## Problems to solve
**A.** According to the account of Big Country's tour below, what position did the album "The Journey" reach in the British Album chart?
**B.** Decide whether each statement agrees with the Big Country tour account below, answering yes or no and quoting the deciding words: (i) The tour began at the ABC in Glasgow. (ii) The lyrics of "Return" are printed on the album sleeve. (iii) The writer's first show with Big Country was at a different venue from this one.
**C.** Continue the account of the Big Country concert in Glasgow, picking up after its final sentence.

## Document
##############################

The Journey Has Just Begun

My latest ‘Journey’ with Big Country began in earnest last night at a packed out ABC in Glasgow. It was another heart in the mouth beginning to a tour which is about to take up the entire summer with shows all across the UK, Europe, America and beyond. The Big Country album ‘The Journey’ was released on Monday amidst a swathe of excellent press reviews (see below) and rewarded with a top 40 album placing in the British Album chart (37), not to mention making it to NUMBER ONE in the classic rock category on the Amazon charts knocking David Bowie no less, off the top position.

As the lights went down and Big Country’s version of ‘Flower Of Scotland’ (recorded during the Journey sessions), filled the room accompanied by the voices of those assembled, I felt a similar sense of awe exactly as I did the first time I awaited to walk onto the stage with this band in the exact same venue on December 31st 2010. This time though it was because we were opening up with ‘Return’, a new song from ‘The Journey’ that has only just been released into the public domain.


A lot has happened since that first date I played with Big Country and it has been an incredible ‘Journey’ for all concerned (and for those now departed), but we live in the present – not the past, and so now begins the time of Big Country with myself on board, and tonight is the true acid test of how my contribution to this great band will be received.

As soon as I walked out I knew. I knew from the sound the crowd that I was now a part of this family, no longer an outsider (at least not to the people before me and they are the ones that matter most). This night was all about the people who want to be here, myself included. Those who have gone will never be forgotten, those who do not want to be here good luck to you as well, but as the song says “I’ll be there when you return”. I knew as I opened my mouth to sing the words, that ‘Return’ has already made it deep into the hearts of the Big Country faithful, I could see it in their eyes and in the way they already knew the words (even though the lyrics aren’t on the album sleeve….), I knew it when Bruce Watson delivered the signature guitar line and every hand reached for the sky in celebration. I knew that, having suffered the losses, the hurt and the upheaval that this band has endured, Big Country had returned from as dark a place as any band could ever find itself.

##############################

(Object position labeling entries)
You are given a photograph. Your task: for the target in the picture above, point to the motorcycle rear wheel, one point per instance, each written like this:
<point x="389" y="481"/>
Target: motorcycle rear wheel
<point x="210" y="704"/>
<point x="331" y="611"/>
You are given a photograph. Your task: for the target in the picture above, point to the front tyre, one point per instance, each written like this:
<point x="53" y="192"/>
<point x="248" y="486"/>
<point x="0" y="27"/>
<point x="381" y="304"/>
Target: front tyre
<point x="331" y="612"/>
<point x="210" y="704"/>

##############################

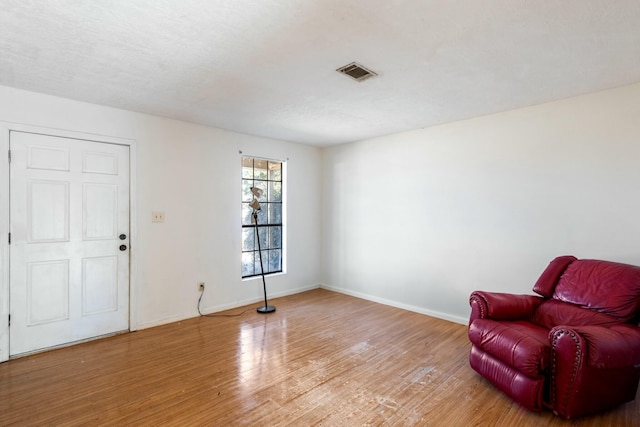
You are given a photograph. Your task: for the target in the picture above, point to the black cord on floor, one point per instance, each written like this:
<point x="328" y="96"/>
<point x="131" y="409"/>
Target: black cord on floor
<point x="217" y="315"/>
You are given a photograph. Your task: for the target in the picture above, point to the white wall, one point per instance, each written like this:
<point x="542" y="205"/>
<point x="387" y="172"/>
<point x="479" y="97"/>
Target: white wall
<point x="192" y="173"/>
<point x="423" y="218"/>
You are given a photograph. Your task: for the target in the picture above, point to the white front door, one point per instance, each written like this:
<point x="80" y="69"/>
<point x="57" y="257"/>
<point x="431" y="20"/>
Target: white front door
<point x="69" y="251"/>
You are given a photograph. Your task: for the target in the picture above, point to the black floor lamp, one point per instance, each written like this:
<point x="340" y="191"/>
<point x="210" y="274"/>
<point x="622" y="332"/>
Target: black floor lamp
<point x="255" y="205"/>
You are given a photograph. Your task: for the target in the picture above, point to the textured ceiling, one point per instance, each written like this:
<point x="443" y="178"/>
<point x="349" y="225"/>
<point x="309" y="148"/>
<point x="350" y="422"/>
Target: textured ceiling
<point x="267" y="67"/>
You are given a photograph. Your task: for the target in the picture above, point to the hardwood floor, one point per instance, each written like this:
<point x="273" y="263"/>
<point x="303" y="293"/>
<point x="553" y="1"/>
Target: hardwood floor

##############################

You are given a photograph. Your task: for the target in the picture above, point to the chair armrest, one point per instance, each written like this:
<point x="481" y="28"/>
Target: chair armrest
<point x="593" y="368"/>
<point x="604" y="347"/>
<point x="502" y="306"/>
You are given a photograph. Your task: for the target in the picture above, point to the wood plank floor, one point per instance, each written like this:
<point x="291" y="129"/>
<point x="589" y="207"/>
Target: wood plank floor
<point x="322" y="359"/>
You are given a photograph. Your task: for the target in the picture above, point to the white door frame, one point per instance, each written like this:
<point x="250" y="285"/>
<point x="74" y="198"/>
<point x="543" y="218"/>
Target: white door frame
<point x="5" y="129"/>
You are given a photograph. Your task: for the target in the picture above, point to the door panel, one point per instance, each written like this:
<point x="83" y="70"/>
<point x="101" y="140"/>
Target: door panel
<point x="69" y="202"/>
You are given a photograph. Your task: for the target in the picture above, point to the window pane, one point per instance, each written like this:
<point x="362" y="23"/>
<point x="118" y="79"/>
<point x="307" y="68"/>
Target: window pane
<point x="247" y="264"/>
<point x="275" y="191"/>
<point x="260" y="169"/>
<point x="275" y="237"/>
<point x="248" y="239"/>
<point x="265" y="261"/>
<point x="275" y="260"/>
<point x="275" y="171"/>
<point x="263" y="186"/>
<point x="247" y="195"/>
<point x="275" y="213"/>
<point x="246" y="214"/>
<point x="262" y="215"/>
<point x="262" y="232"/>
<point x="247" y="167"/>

##############################

## Responses to the tasks
**A.** It reached number 37.

**B.**
(i) Yes: "began in earnest last night at a packed out ABC in Glasgow"
(ii) No: "the lyrics aren’t on the album sleeve"
(iii) No: "in the exact same venue on December 31st 2010"

**C.**
I’m so proud of the contribution I have made to the songs on ‘The Journey’ and I want to thank all those ‘Mike Peters’ supporters for coming with me (I could see you in the crowd and you know who you are), and the same to all those Big Country fans for giving me the time to prove myself.  I also know that as this new era of musicality unfolds there is something for everyone along the way, not only Big Country fans, but for the most ardent Alarm / Mike Peters fans too.


I fully understand that some people only want to see me with the same four guys I started out with in the way that there are those Big Country fans who cannot countenance anything other than the Stuart Adamson, Bruce Watson, Tony Butler, Mark Brzezicki line-up of ‘The Crossing’ era but I challenge every single one of you who harbour such strong commitments to days gone by to listen to this album and not be moved by it.

We all feel this way in the Big Country of today. We are all committed to taking this music out into the world with over a hundred live dates before us. It is not going to be easy, nothing ever is. One by one we will work this album in the way we all worked those first albums that defined our reputations as we now believe we have an album that carries an authority and clarity of vision that is rare. We are all prepared to go to the ends of the earth on this journey and I hope you will come with us.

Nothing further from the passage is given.